Records provided:
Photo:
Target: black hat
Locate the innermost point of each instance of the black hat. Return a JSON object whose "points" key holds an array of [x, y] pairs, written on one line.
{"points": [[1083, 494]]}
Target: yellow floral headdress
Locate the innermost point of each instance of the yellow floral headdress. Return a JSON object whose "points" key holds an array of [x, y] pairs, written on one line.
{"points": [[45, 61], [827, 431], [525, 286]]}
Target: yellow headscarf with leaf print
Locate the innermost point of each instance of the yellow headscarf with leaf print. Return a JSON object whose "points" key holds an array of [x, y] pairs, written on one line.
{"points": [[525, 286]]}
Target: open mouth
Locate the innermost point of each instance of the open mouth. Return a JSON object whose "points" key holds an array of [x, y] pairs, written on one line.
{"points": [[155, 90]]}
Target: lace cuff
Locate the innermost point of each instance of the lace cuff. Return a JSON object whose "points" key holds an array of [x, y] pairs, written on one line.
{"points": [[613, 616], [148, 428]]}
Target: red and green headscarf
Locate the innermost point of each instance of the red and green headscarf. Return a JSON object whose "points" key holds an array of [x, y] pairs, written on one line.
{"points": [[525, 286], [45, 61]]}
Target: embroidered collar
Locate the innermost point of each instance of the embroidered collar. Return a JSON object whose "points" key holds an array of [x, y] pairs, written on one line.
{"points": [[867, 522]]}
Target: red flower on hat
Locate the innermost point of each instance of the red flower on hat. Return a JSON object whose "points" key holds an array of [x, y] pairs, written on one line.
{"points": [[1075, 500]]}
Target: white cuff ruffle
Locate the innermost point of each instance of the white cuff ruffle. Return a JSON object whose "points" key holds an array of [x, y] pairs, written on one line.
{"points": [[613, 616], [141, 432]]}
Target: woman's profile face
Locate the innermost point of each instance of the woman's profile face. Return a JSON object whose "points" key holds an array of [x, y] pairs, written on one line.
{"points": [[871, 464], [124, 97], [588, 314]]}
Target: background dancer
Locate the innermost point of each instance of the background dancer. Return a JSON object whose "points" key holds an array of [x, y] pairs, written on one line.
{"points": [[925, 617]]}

Short exercise:
Copy the records above exactly as they appear.

Answer to the problem:
Photo:
Target: black hat
Locate the innermost point of each instance of the black hat. Return a JSON object whose "points" key holds an array of [x, y] pairs, written on one line.
{"points": [[1083, 494]]}
Target: yellow floral headdress
Locate the innermost point of each instance of the yellow floral headdress. Return a JSON object whose "points" key holds an array of [x, y] pairs, written on one line.
{"points": [[45, 61], [827, 431], [525, 286]]}
Target: yellow headscarf with leaf print
Locate the innermost point of each instance of the yellow headscarf with leaf print. Return a JSON object whose "points" key holds an array of [x, y] pairs, written on one line.
{"points": [[525, 286]]}
Target: open mouth
Locate the innermost point of each instance of the open mouth. Return a JSON object whose "points" key holds an array of [x, y] pairs, written on one line.
{"points": [[155, 90]]}
Target: lace cuff
Locate the innermost point of each instance of the lace cuff. Return a JSON object whose "points" key holds an array of [x, y] pairs, written on one line.
{"points": [[613, 616], [148, 428]]}
Target: red and green headscarf
Locate the innermost point of each instance of the red and green headscarf. Return a JSON object whose "points" key holds an array of [x, y] pairs, written on one line.
{"points": [[525, 286], [45, 61]]}
Target: embroidered collar
Locate the innermost point of each instance of the embroidered collar. Return a JSON object whose "points" key holds an array of [x, y] pairs, written on one line.
{"points": [[867, 522]]}
Target: red flower on hat
Locate the innermost point of each instance of the red flower on hat. Return a JSON object whose "points" key holds an array of [x, y] pairs, written on one line.
{"points": [[1075, 500]]}
Target: white cuff ruffle
Locate the innermost point of each instance of the white cuff ruffle. Return a JSON object whose "points" key holds an array of [x, y] pairs, written on one line.
{"points": [[613, 616], [141, 432]]}
Target: woman's profile face
Locate the innermost point of each instance of the woman's profile face. Return a JSON object whose "points" key holds an array of [x, y] pairs, written on one line.
{"points": [[871, 464], [124, 97], [588, 314]]}
Target: background dancer
Locate the innermost point of each instance of the background dancer. Return a JSON object whose "points" key holds an array of [x, y] pairs, written on one line.
{"points": [[925, 617]]}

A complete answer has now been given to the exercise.